▶ WHAT TO WORK ON
Of the lines below, write out exactly those from the line with "Find the grass" through the line with "Find the trimmed", both included, and skip the rest.

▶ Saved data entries
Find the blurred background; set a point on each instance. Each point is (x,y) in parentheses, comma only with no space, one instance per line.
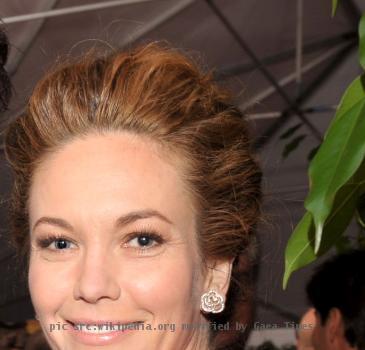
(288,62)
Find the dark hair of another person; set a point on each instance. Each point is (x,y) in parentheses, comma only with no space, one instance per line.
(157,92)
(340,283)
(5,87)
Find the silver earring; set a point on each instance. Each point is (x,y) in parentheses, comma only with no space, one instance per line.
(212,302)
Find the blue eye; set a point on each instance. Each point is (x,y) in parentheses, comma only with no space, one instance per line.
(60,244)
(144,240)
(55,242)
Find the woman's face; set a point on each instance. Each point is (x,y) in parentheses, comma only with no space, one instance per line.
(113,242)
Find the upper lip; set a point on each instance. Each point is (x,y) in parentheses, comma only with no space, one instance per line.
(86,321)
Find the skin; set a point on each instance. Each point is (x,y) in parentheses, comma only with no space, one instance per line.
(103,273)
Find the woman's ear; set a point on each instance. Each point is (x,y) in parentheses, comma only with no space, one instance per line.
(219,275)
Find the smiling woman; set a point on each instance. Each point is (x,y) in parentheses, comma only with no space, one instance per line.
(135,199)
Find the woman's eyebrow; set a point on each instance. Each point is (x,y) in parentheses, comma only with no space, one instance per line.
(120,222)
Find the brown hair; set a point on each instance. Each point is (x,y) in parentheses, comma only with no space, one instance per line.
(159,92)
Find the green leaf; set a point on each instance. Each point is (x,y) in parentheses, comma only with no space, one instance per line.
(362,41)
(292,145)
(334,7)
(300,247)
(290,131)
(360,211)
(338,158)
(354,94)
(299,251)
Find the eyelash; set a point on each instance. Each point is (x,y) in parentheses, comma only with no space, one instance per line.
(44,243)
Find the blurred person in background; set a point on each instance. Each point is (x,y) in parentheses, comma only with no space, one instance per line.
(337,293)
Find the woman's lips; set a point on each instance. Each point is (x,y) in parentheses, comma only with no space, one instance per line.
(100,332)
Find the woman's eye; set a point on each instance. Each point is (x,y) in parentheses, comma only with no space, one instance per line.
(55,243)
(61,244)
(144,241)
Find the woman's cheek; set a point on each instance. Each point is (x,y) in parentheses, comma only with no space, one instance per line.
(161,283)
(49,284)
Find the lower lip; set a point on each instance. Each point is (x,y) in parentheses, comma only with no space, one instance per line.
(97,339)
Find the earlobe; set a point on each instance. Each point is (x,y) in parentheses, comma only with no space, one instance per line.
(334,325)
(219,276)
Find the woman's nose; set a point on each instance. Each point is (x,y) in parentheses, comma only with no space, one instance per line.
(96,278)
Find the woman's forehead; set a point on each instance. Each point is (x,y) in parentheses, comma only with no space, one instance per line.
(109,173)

* * *

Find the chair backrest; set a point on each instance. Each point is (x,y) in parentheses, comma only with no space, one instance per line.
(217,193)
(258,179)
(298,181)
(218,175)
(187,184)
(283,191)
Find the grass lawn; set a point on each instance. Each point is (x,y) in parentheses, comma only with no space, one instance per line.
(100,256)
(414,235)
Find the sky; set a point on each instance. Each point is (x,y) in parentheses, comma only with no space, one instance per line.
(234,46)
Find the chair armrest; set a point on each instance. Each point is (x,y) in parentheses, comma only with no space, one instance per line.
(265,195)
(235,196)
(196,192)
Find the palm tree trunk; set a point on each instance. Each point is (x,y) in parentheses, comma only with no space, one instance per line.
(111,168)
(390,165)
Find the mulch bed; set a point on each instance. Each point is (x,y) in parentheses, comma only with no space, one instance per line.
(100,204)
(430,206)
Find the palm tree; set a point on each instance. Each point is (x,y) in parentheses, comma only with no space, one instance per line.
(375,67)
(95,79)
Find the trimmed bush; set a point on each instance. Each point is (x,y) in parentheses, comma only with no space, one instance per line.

* * *

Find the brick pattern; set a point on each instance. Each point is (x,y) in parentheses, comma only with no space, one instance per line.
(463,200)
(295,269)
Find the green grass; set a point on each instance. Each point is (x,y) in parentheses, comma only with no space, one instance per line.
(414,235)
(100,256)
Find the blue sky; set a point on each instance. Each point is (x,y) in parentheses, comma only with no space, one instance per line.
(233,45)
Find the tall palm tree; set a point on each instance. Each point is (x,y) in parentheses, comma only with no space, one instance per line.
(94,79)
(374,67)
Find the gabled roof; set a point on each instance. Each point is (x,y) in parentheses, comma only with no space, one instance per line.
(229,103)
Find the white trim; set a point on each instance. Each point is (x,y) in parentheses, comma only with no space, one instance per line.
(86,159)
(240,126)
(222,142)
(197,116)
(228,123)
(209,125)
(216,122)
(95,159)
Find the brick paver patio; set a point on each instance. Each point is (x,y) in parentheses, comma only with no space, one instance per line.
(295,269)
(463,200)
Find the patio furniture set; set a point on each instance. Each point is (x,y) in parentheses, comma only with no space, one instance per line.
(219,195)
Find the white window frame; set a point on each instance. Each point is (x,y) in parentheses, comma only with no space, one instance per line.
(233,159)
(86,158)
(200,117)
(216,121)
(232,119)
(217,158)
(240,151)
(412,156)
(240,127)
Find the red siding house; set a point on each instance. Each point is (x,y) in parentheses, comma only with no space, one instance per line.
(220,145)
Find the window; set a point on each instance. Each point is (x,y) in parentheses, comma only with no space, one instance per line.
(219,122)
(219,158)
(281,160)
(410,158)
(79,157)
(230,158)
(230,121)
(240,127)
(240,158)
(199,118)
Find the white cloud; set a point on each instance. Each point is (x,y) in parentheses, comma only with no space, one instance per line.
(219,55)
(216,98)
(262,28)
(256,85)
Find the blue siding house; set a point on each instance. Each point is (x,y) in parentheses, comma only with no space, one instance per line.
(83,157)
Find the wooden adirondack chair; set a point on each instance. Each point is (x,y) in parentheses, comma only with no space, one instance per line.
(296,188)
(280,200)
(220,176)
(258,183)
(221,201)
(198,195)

▶ SOLUTION
Find the grass lawn; set a point on each instance. Each point is (x,y) in parentheses, comma only with no space, one instance per line.
(100,256)
(414,235)
Find the sky; set a point on each instance. Each point is (x,y) in parentheses, comma only with no space, one instance per line.
(234,46)
Find the chair armrest; set a point on each instance. Each point is (x,y) in parentheses, comma only with no space, one instance per line.
(265,195)
(235,196)
(196,192)
Find the palm tree trunk; set a point on each instance. Each point is (x,y) in parentheses, comma only with no space, one instance per line.
(111,168)
(390,165)
Find the mulch bed; set a point on each instance. Each point is (x,y) in parentheses, comma only with no space, one instance per line.
(100,204)
(430,206)
Find the palm tree; set a point on each instance. Each point is (x,y) in parentheses, comma only with no space, one instance per line.
(375,67)
(95,79)
Find the trimmed bush; set a point on each instance. Each point is (x,y) in parentheses, comma only with no space, one instance per line.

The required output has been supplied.